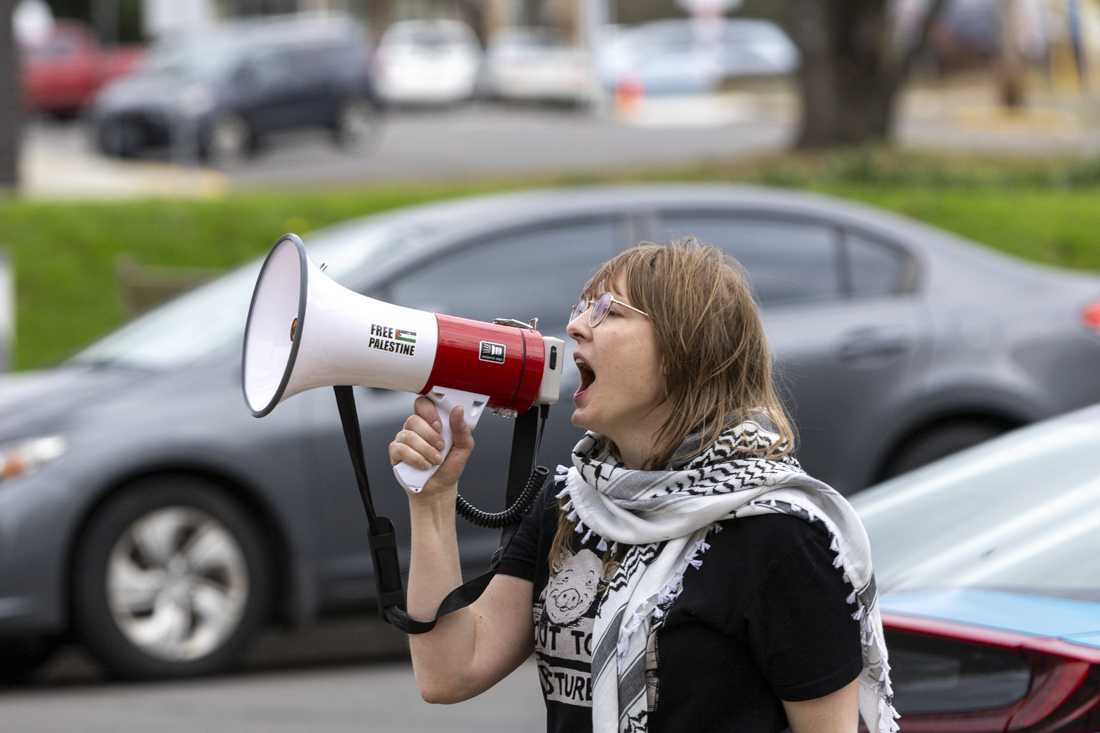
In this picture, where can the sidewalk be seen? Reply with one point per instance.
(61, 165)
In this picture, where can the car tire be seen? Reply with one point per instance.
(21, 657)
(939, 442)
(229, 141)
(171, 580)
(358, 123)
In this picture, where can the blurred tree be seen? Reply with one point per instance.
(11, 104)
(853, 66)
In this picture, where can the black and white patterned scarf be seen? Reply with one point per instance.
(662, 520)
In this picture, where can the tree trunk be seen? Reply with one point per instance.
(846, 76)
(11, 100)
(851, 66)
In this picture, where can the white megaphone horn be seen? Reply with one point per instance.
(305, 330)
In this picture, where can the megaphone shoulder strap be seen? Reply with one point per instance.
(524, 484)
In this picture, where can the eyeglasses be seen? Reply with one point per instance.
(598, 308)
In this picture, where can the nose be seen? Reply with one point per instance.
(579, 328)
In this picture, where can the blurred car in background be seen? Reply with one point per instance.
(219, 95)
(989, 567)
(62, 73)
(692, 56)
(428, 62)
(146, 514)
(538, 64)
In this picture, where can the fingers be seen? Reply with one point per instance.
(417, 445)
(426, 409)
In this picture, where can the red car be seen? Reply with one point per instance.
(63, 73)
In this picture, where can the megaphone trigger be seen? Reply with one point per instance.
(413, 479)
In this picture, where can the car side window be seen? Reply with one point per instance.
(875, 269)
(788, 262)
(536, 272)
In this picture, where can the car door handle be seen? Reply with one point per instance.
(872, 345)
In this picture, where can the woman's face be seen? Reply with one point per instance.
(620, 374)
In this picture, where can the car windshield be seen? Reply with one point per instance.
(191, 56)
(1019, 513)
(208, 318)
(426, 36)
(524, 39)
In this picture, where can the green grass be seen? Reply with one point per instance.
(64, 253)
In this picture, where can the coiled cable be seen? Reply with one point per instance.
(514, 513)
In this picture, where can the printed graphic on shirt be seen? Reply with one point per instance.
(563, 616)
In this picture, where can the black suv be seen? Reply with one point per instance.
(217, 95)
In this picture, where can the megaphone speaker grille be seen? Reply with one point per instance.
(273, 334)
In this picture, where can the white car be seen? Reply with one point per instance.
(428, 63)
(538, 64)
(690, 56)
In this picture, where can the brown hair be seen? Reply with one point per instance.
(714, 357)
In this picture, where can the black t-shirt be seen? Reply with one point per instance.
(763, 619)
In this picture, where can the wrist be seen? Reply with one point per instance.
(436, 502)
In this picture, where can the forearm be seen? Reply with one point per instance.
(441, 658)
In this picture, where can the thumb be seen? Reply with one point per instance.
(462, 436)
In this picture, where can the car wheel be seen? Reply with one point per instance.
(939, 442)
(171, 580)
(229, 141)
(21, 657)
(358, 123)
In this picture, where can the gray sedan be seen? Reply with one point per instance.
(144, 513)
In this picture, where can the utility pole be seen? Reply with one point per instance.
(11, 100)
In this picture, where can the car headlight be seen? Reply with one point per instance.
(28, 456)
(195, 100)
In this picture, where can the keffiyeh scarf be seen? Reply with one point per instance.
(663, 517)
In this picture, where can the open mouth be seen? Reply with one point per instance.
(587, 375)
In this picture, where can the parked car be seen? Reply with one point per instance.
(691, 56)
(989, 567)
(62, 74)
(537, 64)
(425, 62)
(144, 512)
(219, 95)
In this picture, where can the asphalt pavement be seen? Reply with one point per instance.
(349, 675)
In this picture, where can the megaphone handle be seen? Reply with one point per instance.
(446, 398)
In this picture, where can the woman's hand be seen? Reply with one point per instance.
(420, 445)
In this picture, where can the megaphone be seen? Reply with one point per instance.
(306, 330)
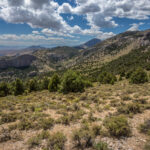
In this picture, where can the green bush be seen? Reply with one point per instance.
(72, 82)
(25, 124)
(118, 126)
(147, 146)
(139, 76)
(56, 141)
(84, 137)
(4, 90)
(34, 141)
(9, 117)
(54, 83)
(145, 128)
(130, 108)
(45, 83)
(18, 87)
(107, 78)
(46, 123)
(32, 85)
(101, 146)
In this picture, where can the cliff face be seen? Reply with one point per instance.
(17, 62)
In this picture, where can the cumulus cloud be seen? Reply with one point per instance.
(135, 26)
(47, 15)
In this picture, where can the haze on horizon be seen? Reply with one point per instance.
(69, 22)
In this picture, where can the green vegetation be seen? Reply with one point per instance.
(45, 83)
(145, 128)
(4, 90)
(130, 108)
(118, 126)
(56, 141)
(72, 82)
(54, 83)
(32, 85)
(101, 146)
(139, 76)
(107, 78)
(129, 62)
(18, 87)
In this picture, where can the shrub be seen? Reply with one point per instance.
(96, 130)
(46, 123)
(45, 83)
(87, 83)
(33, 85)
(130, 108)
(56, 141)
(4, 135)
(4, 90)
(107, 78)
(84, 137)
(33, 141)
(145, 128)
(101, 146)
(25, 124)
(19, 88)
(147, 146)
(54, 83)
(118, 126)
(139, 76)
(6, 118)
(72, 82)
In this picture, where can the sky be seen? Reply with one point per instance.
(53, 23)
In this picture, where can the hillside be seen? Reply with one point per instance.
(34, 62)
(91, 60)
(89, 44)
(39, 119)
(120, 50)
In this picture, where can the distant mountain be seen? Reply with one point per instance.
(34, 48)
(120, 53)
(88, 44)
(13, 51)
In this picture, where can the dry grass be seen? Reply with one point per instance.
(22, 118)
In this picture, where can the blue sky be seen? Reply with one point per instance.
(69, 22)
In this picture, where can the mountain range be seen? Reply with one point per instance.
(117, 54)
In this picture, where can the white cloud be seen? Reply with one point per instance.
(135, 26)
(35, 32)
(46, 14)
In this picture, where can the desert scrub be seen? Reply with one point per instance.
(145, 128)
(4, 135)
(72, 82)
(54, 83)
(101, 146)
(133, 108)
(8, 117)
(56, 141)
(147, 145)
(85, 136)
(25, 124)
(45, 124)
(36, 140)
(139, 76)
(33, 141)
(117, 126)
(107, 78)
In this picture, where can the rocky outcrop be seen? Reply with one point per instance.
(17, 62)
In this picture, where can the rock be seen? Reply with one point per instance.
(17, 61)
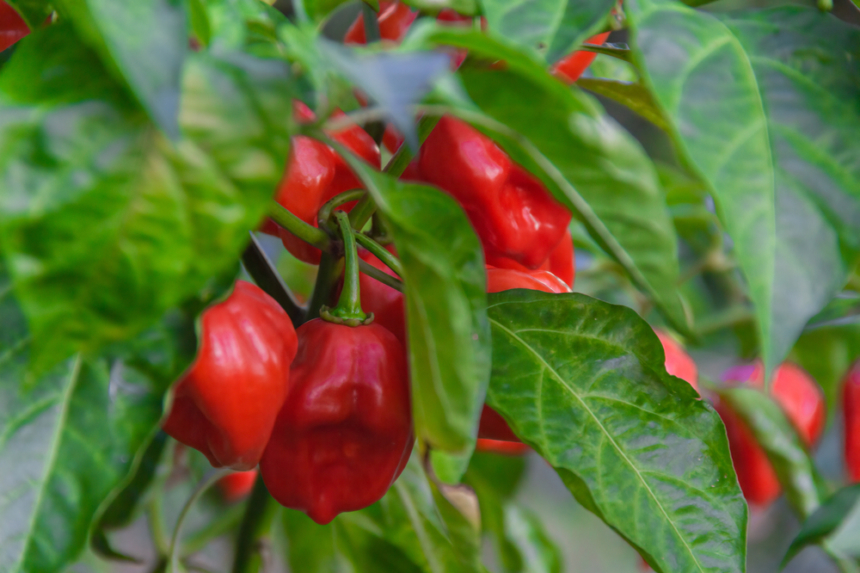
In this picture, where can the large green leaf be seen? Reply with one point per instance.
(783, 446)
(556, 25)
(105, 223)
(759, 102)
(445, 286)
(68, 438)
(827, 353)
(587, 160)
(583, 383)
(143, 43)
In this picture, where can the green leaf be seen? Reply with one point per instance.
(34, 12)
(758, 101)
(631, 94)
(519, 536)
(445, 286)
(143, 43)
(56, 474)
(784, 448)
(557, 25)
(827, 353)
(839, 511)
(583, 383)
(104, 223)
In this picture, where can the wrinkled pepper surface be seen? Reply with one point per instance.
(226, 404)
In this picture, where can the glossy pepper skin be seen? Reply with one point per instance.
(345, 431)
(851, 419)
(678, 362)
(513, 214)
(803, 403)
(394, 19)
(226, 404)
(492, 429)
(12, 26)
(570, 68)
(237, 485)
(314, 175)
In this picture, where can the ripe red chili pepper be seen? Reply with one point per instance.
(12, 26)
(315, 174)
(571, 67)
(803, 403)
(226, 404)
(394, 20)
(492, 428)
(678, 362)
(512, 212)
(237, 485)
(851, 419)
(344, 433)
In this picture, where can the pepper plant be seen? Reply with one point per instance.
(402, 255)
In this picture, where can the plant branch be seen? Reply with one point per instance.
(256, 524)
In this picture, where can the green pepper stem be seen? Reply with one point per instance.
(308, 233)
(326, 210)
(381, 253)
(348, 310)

Instructions to follow –
Quote all of the data above verbatim, leaving out the pictures.

Answer below –
In this picture, where can the sidewalk be seen? Reply with one point per instance.
(61, 165)
In this picture, where can the car tire be seen? Reply with one point per instance.
(21, 657)
(939, 442)
(229, 141)
(171, 580)
(358, 123)
In this picture, where can the blurred tree be seen? Reply with one point per instance.
(11, 104)
(853, 66)
In this picture, where can the black and white patterned scarf be seen? Reply with one point per instance.
(662, 520)
In this picture, where can the tree trunk be seen? Reply with one point per instance.
(846, 76)
(11, 100)
(851, 66)
In this picture, where can the white megaphone horn be seen? Reply with one point per instance.
(305, 330)
In this picture, where can the megaphone shoulder strap be seen? Reply with one point per instance.
(524, 484)
In this picture, where can the eyeglasses be seen? Reply with one point per instance.
(598, 308)
In this picture, where can the nose be seen? Reply with one point per instance.
(579, 328)
In this picture, where can the blurred car in background be seen? Reply with one point per instance.
(219, 95)
(989, 567)
(62, 73)
(692, 56)
(428, 62)
(146, 514)
(538, 64)
In this picture, where can the fingers be seen? Reply with one point per instance.
(417, 445)
(426, 409)
In this picture, where can the red car be seen? Reply with one point per instance.
(63, 73)
In this picture, where can the megaphone trigger be seen? Reply with one point per instance.
(413, 479)
In this picture, where can the car side window be seen? Reply with one point per instance.
(875, 269)
(788, 262)
(536, 272)
In this picture, where can the car door handle be seen? Reply with one point per instance.
(872, 345)
In this picture, where can the woman's face be seen? Reply with one point per instance.
(620, 374)
In this picture, where can the car windshield be seen? Reply with one point per instance.
(191, 56)
(1019, 513)
(208, 318)
(426, 36)
(524, 39)
In this picture, where can the green grass be seen? Reply with one point per instance.
(64, 253)
In this picture, where can the coiled cable be seen? Reply with one point per instance.
(514, 513)
In this picture, where can the printed graphic on shirt be seen? Reply with one point per instance.
(563, 616)
In this picture, where can the black suv be seen? Reply with one point per instance.
(217, 95)
In this picture, where can the megaphone speaker grille be seen? Reply with one point per instance.
(273, 334)
In this picture, where can the white car be seen? Reply with one point per instance.
(428, 63)
(538, 64)
(690, 56)
In this picture, where can the brown hair be seen? Reply with one point per instance.
(714, 357)
In this picture, where can the black t-shirt be seen? Reply with one point per instance.
(763, 619)
In this picture, where can the wrist be seen? Reply with one point per instance.
(436, 502)
In this picture, where can the forearm be seen? Reply with one point per instance.
(441, 658)
In this picture, where can the thumb be seen? Reply with one point per instance.
(462, 436)
In this picture, where can the car wheel be seen? Reply with one point per instance.
(939, 442)
(171, 580)
(229, 141)
(21, 657)
(358, 123)
In this picture, where can the gray sedan be seen? Reply with one point per instance.
(144, 513)
In this picture, where can the utility pole be seen? Reply with one point per instance.
(11, 100)
In this picture, where can the car headlight be seen? Reply with one point per instance.
(28, 456)
(195, 100)
In this picture, where can the keffiyeh scarf be seen? Reply with one point per instance.
(663, 517)
In this picture, where can the open mouth be seen? Reply with one point per instance.
(587, 375)
In this picture, where can the parked car be seen? Reply with one point per instance.
(691, 56)
(989, 567)
(62, 74)
(537, 64)
(425, 62)
(144, 512)
(219, 95)
In this picture, where can the asphalt pavement be seen? Reply with one point per instance.
(349, 675)
In this picture, where can the megaphone handle be seen? Reply with one point per instance.
(446, 398)
In this picture, where can the woman's hand be seen? Reply with one point per instance.
(420, 445)
In this picture, where can the megaphone be seen? Reply with one point per instance.
(306, 330)
In this picture, where can the green bush be seen? Reply with one point per instance.
(72, 82)
(25, 124)
(118, 126)
(147, 146)
(139, 76)
(56, 141)
(84, 137)
(4, 90)
(34, 141)
(9, 117)
(54, 83)
(145, 128)
(130, 108)
(45, 83)
(18, 87)
(107, 78)
(46, 123)
(32, 85)
(101, 146)
In this picture, where can the cliff face be seen? Reply with one point per instance.
(17, 62)
In this picture, where can the cumulus cloud be seen? Reply with one point per instance.
(135, 26)
(47, 15)
In this picture, where can the haze on horizon be seen? Reply with one point per instance.
(69, 22)
In this picture, where can the green vegetation be seen? Reply with one point per instance.
(45, 83)
(145, 128)
(4, 90)
(130, 108)
(118, 126)
(56, 141)
(72, 82)
(54, 83)
(32, 85)
(101, 146)
(139, 76)
(107, 78)
(129, 62)
(18, 87)
In this picture, where can the shrub be seen? Reply with one point per instance.
(96, 130)
(46, 123)
(45, 83)
(87, 83)
(33, 85)
(130, 108)
(56, 141)
(4, 135)
(4, 90)
(107, 78)
(84, 137)
(33, 141)
(145, 128)
(101, 146)
(25, 124)
(19, 88)
(147, 146)
(54, 83)
(118, 126)
(139, 76)
(6, 118)
(72, 82)
In this picture, where can the sky be seen? Reply with one point per instance.
(53, 23)
In this picture, where can the hillside be seen? Reply with one point per instance.
(34, 62)
(91, 60)
(89, 44)
(39, 119)
(120, 50)
In this picture, where can the distant mountain be seen? Reply with one point per instance.
(34, 48)
(120, 53)
(88, 44)
(13, 51)
In this picture, where can the dry grass be seen? Reply with one point per instance.
(22, 118)
In this picture, where can the blue sky be seen? Reply with one point per instance.
(69, 22)
In this picture, where can the mountain range be seen? Reply with one point per instance.
(117, 54)
In this picture, where can the white cloud be seen? Reply with one point per instance.
(135, 26)
(35, 32)
(46, 14)
In this picture, where can the desert scrub be seen? Reply with one point per instance.
(145, 128)
(4, 135)
(72, 82)
(54, 83)
(101, 146)
(133, 108)
(8, 117)
(56, 141)
(147, 145)
(85, 136)
(25, 124)
(45, 124)
(36, 140)
(139, 76)
(33, 141)
(117, 126)
(107, 78)
In this picture, where can the rocky outcrop be seen? Reply with one point per instance.
(17, 62)
In this picture, where can the rock be seen? Reply with one point per instance.
(17, 61)
In this picture, where can the large green leaf be seen? Reply with one point per instance.
(783, 446)
(556, 25)
(105, 223)
(759, 102)
(445, 286)
(68, 438)
(827, 353)
(587, 160)
(583, 383)
(143, 43)
In this picture, where can the green leaf be seen? Reply with one point per instance.
(34, 12)
(758, 101)
(631, 94)
(519, 536)
(445, 286)
(143, 43)
(56, 474)
(784, 448)
(557, 25)
(827, 353)
(839, 511)
(583, 383)
(104, 223)
In this picture, where can the wrinkled pepper surface be seen? Reply with one point per instance.
(226, 404)
In this picture, where can the glossy pepper skin be seen? Reply with one point per instance.
(345, 431)
(851, 419)
(678, 362)
(513, 214)
(803, 403)
(394, 19)
(226, 404)
(492, 429)
(12, 26)
(570, 68)
(237, 485)
(314, 175)
In this picture, where can the ripe red chili pepper be seen? Reply with one point per instance.
(12, 26)
(315, 174)
(571, 67)
(803, 403)
(226, 404)
(394, 20)
(492, 428)
(678, 362)
(512, 212)
(237, 485)
(851, 419)
(344, 433)
In this picture, where can the pepper plant be seen? Reply with one point per instance.
(402, 255)
In this picture, where can the plant branch be seen? Reply with one point per instance.
(256, 524)
In this picture, where can the green pepper stem be seen? Reply with one point per instance.
(308, 233)
(326, 210)
(381, 253)
(348, 310)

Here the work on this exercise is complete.